§ **Directive**
Pull out every line of the items below that contains the string "flower", and copy each one as it appears. Case counts.

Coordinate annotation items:
━━━━━━━━━━

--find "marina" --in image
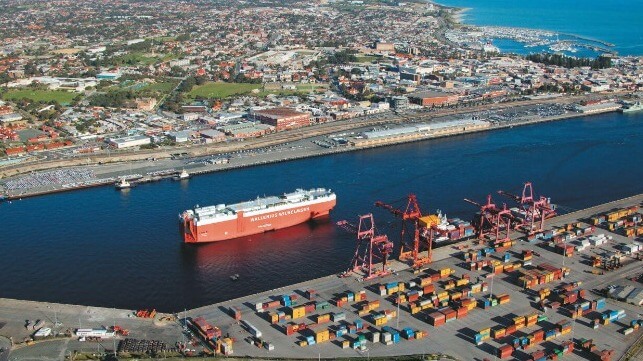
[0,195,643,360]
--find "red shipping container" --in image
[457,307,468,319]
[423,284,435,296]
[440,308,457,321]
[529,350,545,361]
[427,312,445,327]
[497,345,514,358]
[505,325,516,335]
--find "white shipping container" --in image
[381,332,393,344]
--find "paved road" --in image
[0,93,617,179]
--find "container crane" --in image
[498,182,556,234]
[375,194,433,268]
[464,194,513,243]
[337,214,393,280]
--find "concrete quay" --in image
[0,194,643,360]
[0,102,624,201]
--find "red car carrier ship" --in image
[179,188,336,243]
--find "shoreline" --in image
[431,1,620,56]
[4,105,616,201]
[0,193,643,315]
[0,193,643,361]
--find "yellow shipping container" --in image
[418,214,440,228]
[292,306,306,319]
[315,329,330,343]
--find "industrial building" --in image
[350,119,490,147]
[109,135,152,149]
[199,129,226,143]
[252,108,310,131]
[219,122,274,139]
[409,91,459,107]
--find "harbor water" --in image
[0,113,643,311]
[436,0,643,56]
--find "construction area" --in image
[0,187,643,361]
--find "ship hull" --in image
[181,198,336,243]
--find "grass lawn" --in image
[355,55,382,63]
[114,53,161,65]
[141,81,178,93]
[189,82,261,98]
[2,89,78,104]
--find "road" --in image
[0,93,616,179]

━━━━━━━━━━

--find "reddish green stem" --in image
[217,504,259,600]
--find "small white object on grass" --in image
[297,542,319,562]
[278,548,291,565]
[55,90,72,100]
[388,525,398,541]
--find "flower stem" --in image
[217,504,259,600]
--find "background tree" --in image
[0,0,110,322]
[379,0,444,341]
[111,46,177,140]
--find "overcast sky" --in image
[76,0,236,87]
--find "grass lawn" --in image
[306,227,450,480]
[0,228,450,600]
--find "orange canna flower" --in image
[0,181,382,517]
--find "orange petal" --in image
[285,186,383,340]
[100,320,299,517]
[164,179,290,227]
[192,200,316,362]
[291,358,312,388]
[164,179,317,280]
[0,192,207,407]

━━━━━━━━━━

§ **Task response**
--find "flower stem" --in image
--find "orange canna flower" --in image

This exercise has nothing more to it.